*Extracted records*.
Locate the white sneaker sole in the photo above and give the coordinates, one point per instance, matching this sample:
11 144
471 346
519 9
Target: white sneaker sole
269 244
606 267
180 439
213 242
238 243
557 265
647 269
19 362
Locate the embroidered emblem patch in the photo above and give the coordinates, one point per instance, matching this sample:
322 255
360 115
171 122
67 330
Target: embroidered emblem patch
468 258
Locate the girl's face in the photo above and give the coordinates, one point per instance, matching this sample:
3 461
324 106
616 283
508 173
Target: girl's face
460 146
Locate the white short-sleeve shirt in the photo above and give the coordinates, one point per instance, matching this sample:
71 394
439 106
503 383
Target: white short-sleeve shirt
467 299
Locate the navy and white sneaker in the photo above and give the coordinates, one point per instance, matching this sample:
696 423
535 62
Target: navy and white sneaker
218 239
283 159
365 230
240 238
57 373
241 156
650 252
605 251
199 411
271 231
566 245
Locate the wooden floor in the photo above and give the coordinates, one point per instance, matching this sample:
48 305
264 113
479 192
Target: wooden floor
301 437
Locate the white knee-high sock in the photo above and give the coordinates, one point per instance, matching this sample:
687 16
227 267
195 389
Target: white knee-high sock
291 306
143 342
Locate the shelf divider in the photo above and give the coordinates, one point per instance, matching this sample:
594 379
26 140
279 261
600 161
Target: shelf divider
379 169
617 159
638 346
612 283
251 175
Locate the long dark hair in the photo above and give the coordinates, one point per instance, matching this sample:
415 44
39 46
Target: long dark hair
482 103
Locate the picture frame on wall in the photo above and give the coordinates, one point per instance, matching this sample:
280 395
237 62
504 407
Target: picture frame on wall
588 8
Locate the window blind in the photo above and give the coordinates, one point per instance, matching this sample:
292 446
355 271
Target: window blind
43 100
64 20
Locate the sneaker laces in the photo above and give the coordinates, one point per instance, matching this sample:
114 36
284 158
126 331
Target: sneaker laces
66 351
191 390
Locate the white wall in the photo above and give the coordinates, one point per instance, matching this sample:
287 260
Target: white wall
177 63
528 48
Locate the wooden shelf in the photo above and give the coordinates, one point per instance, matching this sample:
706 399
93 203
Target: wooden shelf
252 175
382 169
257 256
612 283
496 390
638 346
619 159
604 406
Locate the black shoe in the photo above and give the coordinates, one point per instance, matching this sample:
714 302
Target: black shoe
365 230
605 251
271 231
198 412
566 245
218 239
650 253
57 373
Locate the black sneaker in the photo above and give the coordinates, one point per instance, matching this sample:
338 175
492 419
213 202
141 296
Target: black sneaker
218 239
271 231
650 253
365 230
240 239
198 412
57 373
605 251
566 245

*Task objective*.
Offset the lines from the line containing "Locate the picture" through the final line by reproducing all of them and adding 52 to every coordinate value in the answers. Leave all other lines unchanged.

*Correct output*.
Locate the picture frame on wall in the photo above and give the coordinates, one point per instance, matching this sample:
280 395
237 62
504 407
Target: picture frame on wall
640 60
Locate the window blind in the photo above and give the coordinates, one point per instance, matching this sample:
292 446
355 271
Target: window blind
95 152
116 72
Locate the sneaker laces in the photo above and give the coordinates, one point per instance, matching this sample:
114 36
284 158
126 331
Target: sneaker laces
118 403
243 442
Locate the white wall in the photo above and give the coordinates, one point per instance, matching this sample:
287 260
Target: white wall
229 115
580 100
Locate the wooden shelf in the photo above and give the coordinates, one point per instance, matching this sample:
706 399
93 203
Target: wooden shelf
304 227
434 221
309 308
664 335
548 442
690 398
671 211
656 458
Locate the black shoe in the photo above and give the coordinates, one point per instance, matching this sample:
714 302
Target: black shoe
417 282
657 303
323 283
250 464
618 297
270 291
702 305
109 425
Locate the black sneaker in the photo above and give the coordinates, one point per instance, matching this sample:
338 175
492 419
213 202
141 296
Target: black sneaker
270 291
323 283
702 305
417 282
292 291
250 464
109 425
657 303
618 297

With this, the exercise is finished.